━━━ Provided passage ━━━
Within moments of the final takeout by Brad Jacobs, the TSN crews started packing up and leaving.

Broadcaster Vic Rauter will be doing his counting elsewhere in the near future. 

Mascot Slider has slid his last slide in Estevan this year – not before signing his dressing room door sign to organizers as thanks. Superfan Hans Madsen and his crazy coloured beard are both on the road back home.

The curling ice was chipped off, the television lights came down, and the media row that felt like a personal stretching space was dismantled quickly.

And what have we learned?

We’ve learned that this city can host a pretty good event and can probably do it again without worrying if we’ll have enough support from volunteers.

Big events like this call for big coverage. Personally, I saw every single draw live. That’s 14 draws with over 50 matches to figure out why someone won, or why they lost. I believe that myself and the TSN digital guy were the only individuals there for all of them.

And as an aside, the digital reporter’s requests during the event were a little different; he would tell the Curling Canada people while arranging for interviews that ‘I’m just doing something for Instagram’, and I’d be thinking those words made sense individually but together as a concept I’m not really cottoning on to what was going on. TSN Curling has over 30,000 followers on Twitter so I assume they know how to market what they’re doing.

The Canada Cup was a made for television event. The sponsorship prices were high and the corporate presence was big. It was an enjoyable fan experience, thanks in no small part to Slider and some of the visuals on the big screen. The curling itself was top notch; one literally couldn’t have asked for a better and more consistent viewing experience from the fan’s standpoint.

Squeaky-close games didn’t leave a lot for error and any aspiring skip wanting to take their game to the next level could have picked up a few strategic pointers from what went on the ice.

If one just watched the event on television, saw the empty seats and thought ‘Why weren’t people there?’, one would be missing the point. The bottom few rows were difficult to see sheet C right in the middle of the rink. Things were fairly tight in the home goal end of Affinity Place, plus a lot of people decided to watch the match in the private boxes to help get a better view.
━━━ Data ━━━
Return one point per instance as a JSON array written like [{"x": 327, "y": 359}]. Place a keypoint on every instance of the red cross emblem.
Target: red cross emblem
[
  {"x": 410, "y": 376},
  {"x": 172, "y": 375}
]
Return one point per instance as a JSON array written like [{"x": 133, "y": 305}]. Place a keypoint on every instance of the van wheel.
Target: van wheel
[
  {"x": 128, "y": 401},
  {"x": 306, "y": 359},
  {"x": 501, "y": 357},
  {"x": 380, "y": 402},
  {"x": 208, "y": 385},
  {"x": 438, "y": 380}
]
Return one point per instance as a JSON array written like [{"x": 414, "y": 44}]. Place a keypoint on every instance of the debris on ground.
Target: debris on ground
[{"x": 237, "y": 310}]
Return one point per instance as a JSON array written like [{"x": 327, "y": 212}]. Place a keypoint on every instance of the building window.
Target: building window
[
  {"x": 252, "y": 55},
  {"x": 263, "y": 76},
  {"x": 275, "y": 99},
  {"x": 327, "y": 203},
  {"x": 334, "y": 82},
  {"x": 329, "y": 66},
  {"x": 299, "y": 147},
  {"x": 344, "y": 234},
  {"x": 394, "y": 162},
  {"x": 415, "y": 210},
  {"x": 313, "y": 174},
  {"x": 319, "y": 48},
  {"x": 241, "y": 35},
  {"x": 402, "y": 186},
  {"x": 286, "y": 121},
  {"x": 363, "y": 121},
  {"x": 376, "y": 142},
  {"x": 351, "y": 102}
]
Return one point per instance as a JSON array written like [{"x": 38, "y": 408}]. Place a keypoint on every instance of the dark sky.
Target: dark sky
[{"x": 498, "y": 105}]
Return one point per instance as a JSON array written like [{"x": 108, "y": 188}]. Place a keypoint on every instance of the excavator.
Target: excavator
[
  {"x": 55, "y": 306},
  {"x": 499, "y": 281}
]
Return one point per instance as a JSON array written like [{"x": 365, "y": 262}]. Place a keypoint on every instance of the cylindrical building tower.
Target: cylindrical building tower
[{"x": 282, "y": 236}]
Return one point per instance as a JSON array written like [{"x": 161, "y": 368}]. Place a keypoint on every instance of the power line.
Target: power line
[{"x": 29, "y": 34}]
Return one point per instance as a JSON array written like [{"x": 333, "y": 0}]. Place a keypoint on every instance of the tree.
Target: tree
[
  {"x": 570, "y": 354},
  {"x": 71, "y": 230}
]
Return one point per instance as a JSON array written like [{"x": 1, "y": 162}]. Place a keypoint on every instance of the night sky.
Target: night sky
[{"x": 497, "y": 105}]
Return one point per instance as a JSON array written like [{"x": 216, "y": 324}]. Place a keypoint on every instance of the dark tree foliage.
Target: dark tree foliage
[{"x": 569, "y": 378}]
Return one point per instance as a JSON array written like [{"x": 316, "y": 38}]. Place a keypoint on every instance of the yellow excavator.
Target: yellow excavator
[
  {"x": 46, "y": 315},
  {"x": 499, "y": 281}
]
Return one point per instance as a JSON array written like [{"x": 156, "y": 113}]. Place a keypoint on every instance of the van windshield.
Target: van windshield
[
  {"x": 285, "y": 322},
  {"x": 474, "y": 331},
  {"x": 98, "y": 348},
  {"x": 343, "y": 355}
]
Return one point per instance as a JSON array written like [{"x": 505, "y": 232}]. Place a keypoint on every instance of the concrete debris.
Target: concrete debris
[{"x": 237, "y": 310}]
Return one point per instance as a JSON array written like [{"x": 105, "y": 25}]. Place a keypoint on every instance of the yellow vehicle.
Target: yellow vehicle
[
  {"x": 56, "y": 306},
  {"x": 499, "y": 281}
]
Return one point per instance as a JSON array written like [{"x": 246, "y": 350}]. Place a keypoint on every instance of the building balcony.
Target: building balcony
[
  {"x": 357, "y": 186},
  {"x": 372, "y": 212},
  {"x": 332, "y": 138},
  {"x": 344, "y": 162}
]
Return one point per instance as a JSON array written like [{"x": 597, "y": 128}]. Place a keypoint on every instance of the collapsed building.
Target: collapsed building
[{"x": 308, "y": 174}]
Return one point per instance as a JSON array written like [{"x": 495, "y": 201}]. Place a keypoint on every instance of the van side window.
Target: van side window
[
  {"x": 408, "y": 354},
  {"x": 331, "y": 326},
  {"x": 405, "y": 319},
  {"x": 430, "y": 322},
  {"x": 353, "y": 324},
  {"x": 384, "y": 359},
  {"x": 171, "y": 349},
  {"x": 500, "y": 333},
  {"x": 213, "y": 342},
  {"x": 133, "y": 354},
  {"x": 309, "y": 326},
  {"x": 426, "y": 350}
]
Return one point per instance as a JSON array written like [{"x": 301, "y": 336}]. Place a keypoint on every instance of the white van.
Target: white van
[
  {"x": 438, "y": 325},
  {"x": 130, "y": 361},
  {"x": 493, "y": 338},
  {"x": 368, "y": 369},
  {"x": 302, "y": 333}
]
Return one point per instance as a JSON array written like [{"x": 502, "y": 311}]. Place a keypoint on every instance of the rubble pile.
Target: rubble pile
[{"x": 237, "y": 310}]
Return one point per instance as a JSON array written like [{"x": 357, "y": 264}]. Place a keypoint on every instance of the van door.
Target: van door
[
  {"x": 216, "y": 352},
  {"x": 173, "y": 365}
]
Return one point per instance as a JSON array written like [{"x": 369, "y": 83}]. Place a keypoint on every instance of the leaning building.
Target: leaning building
━━━
Tasks to complete>
1 > Answer these questions using the article about the Canada Cup in Estevan.
(a) How many draws did the writer see live?
(b) How many Twitter followers does TSN Curling have?
(c) What did the mascot Slider sign before leaving?
2 > Copy the part of the article about the Canada Cup in Estevan starting with "Broadcaster Vic Rauter" and going on through "road back home.".
3 > Carry on the article about the Canada Cup in Estevan from the point where it stops.
The records come from a different source than the text.

Expected answers>
1 >
(a) 14 draws
(b) Over 30,000
(c) His dressing room door sign

2 >
Broadcaster Vic Rauter will be doing his counting elsewhere in the near future. 

Mascot Slider has slid his last slide in Estevan this year – not before signing his dressing room door sign to organizers as thanks. Superfan Hans Madsen and his crazy coloured beard are both on the road back home.

3 >
When the curling is readily available on any skinny basic cable package, it makes for a fairly interesting decision: do you go to the rink where the sightlines aren’t perfectly based for curling, or do you watch it on television with a few friends (or alone) where you’re able to better hear and focus on various games?

I’ve always been one, if I wanted to experience something big like that, to watch it live. I’m sure a lot of people in the area were of the same mind, being that there was over 1,000 per draw in a rink that can comfortably seat twice that. The people who stayed at home might not have been at the rink, but they were watching it and were subject to the same (perhaps more) advertising dollars, which is what drives an event like this.

Their eyes were still on it, just as mine were.

The fact that these teams are sponsored like NASCAR teams with advertising on every nook and cranny on their team outfits – even down to their legs – means there’s money just in being at these events for them. Put their games on television in front of hundreds of thousands of eyes and watch those dollars pile up.

We won’t be able to see how many eyes were estimated to have been on this city and area until the Numeris numbers come out before Christmas. But the fact that high profile curlers like Jennifer Jones, Kevin Koe and Brad Jacobs were in two of the finals, it wouldn’t be a surprise to see either of the finals crack the top 30 programs watched in Canada in the week.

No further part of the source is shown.